■ Yazılı alıştırma
Siegeware konulu metinde "Dijital kuşatma çağı" sözlerinden başlayıp "artık hayal değil." sözlerine kadar uzanan bölümün tamamını hiçbir değişiklik yapmadan yazın.

■ Verilen metin
Dijital kuşatma çağı mı başlıyor?

Bina otomasyon sistemlerini hedef alan ve Siegeware olarak adlandırılan bir zararlı yazılım tespit edildi.

“X adresindeki binanızın tüm kontrol sistemlerini ele geçirdik ve 24 saat içinde Bitcoin karşılığı olarak 50 bin dolar ödemezseniz binayı üç gün boyunca kapalı tutacağız.” ESET Güvenlik Araştırmacısı Stephen Cobb’a göre, bina yöneticinizin telefonuna ulaşacak böyle bir mesaj artık hayal değil.

Cobb, “Böyle bir mesaj alan biriyle tanıştım ve bu bir aldatmaca değildi. İlgili bina yöneticisi, cesurca bir hareketle saldırganlara ödeme yapmayı reddettiğinde hedeflenen binanın kullanımı gerçekten altüst oldu” diye konuştu.

Reklam
Reklam

Siegeware gerçektir

“Bir binanın yazılımla olan bağını suistimal etmek, artık siber suçluların gündemindedir” tespitini yapan Stephen Cobb, bu amaçla kurgulanan zararlı yazılımlara da özel bir isim verdi: Siegeware.

Stephen Cobb, “Tecrübelerime göre farklı saldırı türlerine isim vermek, onların farkındalığını yaymaya ve onlara karşı savunma çabaları oluşturulmasına yardımcı olmaktadır. Bu nedenle bu saldırı türüne Siegeware denilmesini öneriyorum” diyor. Siegeware yani kuşatma yazılımı, fiziksel tesislere erişimi tehdit etmek için ekipman kontrol yazılımlarının kötüye kullanılması esasına dayanır.

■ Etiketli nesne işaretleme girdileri
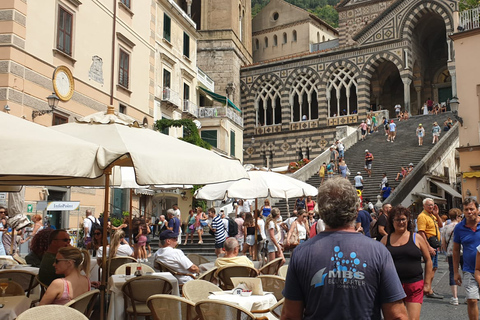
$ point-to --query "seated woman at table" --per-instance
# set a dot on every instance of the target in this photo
(118, 247)
(69, 261)
(38, 246)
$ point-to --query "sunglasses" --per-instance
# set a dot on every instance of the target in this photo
(58, 260)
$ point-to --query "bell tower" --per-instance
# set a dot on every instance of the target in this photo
(225, 44)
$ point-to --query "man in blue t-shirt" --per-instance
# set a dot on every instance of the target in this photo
(341, 274)
(363, 220)
(218, 228)
(467, 235)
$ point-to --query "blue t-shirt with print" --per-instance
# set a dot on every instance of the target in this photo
(342, 275)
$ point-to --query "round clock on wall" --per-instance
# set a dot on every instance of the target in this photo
(63, 83)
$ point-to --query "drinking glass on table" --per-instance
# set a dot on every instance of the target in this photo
(3, 287)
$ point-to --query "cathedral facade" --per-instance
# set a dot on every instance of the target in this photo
(386, 53)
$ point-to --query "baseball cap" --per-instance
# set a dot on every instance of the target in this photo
(168, 234)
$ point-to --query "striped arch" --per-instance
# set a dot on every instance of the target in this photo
(411, 18)
(375, 60)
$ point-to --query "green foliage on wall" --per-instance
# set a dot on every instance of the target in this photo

■ Yanıt
Dijital kuşatma çağı mı başlıyor?

Bina otomasyon sistemlerini hedef alan ve Siegeware olarak adlandırılan bir zararlı yazılım tespit edildi.

“X adresindeki binanızın tüm kontrol sistemlerini ele geçirdik ve 24 saat içinde Bitcoin karşılığı olarak 50 bin dolar ödemezseniz binayı üç gün boyunca kapalı tutacağız.” ESET Güvenlik Araştırmacısı Stephen Cobb’a göre, bina yöneticinizin telefonuna ulaşacak böyle bir mesaj artık hayal değil.